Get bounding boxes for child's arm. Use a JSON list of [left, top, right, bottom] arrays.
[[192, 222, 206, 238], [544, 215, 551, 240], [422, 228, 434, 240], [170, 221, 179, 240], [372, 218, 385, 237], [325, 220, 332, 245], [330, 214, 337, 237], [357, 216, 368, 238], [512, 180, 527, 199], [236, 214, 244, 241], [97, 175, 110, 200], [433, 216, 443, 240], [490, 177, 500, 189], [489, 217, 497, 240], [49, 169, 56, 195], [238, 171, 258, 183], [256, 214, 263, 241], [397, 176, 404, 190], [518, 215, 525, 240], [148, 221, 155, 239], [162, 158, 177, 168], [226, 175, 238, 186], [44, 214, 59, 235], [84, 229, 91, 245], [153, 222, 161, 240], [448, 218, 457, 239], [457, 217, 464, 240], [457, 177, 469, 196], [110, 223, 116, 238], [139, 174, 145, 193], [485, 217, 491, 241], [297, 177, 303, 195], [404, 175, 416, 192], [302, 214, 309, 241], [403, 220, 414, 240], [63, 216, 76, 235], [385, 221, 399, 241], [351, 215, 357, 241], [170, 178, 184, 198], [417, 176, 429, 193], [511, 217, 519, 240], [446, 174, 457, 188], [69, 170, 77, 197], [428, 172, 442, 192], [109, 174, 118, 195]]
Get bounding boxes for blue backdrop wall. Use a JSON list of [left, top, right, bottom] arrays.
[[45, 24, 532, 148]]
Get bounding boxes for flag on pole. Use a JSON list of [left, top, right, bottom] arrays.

#### ACTIVITY
Take each record above and return it verbatim.

#### RESULT OF THE EXERCISE
Get bounding boxes for child's arm. Use a JSON list of [left, top, right, bottom] arrays.
[[192, 222, 206, 238], [544, 215, 551, 240], [422, 228, 434, 240], [170, 221, 179, 240], [372, 218, 385, 237], [325, 220, 332, 245], [330, 214, 337, 237], [357, 216, 368, 238], [512, 180, 527, 199], [236, 214, 244, 241], [97, 175, 110, 200], [433, 216, 443, 240], [490, 177, 500, 189], [489, 217, 497, 240], [49, 169, 56, 195], [238, 171, 258, 183], [256, 214, 263, 241], [397, 176, 404, 190], [518, 215, 525, 240], [148, 221, 155, 239], [162, 158, 177, 168], [226, 175, 238, 186], [44, 214, 59, 235], [84, 229, 91, 245], [153, 222, 161, 240], [448, 218, 457, 239], [457, 217, 464, 240], [457, 177, 469, 196], [110, 223, 116, 238], [139, 174, 145, 193], [485, 217, 491, 241], [297, 177, 303, 195], [404, 175, 416, 192], [302, 214, 309, 241], [403, 220, 414, 240], [63, 216, 76, 235], [385, 221, 399, 241], [351, 215, 357, 241], [170, 178, 184, 198], [417, 176, 429, 193], [511, 217, 519, 240], [446, 174, 457, 188], [69, 170, 77, 197], [428, 172, 442, 192], [109, 174, 118, 195]]
Get bounding boxes for blue backdrop wall. Use a JSON list of [left, top, right, bottom] arrays.
[[45, 24, 532, 148]]
Get bounding boxes for flag on pole. Use a JSON list of [left, top, right, bottom] arrays.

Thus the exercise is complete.